Contour annotation records:
##########

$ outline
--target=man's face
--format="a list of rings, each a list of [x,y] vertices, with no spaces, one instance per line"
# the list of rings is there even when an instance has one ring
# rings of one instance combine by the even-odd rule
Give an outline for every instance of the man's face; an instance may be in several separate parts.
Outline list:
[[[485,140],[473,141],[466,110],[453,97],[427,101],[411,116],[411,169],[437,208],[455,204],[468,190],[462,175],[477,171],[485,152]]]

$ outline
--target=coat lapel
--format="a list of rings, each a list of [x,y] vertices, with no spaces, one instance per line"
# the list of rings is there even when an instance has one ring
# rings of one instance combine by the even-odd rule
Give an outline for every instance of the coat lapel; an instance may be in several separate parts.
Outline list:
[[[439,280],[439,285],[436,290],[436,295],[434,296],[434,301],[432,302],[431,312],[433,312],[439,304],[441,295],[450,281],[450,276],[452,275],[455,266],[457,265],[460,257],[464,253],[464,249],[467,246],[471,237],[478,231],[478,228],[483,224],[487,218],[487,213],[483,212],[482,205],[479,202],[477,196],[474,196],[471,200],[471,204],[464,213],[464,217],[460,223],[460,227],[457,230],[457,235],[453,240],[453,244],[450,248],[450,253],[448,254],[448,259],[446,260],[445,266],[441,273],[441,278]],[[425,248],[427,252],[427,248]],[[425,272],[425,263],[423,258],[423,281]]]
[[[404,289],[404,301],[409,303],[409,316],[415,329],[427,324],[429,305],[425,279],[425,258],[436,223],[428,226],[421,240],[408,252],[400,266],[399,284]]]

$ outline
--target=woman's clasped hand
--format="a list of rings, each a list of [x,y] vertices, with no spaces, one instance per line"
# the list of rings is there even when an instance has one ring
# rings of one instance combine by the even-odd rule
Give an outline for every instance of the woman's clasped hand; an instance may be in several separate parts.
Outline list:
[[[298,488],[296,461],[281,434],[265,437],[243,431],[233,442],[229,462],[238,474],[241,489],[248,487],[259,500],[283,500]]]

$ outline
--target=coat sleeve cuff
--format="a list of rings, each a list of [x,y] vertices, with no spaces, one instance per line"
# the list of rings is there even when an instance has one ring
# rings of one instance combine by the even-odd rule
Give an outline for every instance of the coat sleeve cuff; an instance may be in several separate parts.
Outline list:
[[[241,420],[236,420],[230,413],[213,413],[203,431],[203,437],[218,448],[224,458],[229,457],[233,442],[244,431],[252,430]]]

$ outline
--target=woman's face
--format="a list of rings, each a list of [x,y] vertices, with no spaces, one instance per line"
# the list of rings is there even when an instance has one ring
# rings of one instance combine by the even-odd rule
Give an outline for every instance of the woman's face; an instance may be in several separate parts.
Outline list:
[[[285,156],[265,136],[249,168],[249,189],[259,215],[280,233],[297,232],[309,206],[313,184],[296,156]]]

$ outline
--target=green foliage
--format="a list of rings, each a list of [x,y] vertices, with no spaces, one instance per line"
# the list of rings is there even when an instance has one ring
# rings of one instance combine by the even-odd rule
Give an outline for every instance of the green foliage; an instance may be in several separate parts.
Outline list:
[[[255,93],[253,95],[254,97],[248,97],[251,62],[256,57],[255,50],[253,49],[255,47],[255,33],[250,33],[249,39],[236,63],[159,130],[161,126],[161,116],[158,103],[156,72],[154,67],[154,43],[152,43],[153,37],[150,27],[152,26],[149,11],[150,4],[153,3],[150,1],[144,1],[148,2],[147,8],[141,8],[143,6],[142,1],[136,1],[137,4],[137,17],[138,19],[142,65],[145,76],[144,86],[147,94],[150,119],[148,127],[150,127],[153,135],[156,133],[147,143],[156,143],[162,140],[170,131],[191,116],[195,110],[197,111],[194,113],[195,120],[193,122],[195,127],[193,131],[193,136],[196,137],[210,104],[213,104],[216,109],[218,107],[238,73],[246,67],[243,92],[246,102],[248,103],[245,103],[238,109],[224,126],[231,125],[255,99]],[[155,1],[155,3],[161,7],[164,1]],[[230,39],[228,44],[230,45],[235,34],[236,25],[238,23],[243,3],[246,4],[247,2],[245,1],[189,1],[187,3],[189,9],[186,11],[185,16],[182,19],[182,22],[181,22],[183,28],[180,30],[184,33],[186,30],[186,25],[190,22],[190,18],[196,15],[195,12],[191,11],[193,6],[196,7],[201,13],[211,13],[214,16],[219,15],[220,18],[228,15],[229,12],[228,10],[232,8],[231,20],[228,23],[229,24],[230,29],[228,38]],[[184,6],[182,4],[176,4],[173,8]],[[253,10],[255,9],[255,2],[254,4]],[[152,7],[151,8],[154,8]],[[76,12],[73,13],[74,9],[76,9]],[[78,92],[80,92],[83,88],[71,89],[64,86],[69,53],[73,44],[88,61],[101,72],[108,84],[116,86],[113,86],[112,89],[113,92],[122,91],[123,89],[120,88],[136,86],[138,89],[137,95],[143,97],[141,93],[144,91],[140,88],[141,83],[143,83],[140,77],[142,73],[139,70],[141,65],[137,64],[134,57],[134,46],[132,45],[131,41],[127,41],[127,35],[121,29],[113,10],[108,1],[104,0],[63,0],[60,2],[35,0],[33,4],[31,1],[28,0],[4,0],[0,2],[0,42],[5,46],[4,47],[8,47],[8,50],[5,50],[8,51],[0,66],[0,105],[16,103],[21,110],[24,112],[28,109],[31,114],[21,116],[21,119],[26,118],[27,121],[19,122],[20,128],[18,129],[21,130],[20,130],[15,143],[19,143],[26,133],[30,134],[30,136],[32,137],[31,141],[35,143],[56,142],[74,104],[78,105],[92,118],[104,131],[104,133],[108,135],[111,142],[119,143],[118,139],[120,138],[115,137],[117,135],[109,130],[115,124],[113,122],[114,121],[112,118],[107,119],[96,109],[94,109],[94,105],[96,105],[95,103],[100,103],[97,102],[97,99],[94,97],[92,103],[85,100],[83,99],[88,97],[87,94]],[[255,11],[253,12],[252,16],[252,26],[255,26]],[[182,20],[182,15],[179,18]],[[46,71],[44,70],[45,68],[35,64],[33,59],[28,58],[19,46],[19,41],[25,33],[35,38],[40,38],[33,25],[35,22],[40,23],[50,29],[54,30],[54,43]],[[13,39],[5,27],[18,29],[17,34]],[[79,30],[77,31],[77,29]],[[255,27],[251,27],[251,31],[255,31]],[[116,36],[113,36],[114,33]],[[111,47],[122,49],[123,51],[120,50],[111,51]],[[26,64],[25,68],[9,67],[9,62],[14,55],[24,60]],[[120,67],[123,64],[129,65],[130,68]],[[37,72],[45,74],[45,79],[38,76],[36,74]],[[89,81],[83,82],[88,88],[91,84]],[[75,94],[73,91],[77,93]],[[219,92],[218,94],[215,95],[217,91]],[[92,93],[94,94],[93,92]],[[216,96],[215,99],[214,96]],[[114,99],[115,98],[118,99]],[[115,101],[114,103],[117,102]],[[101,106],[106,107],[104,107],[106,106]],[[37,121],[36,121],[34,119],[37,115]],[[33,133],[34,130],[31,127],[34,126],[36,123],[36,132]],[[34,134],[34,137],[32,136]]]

##########

▶ **Required work**:
Count the lines in the material above that contain the string "separate", and give only the number.

▶ **Answer below**:
6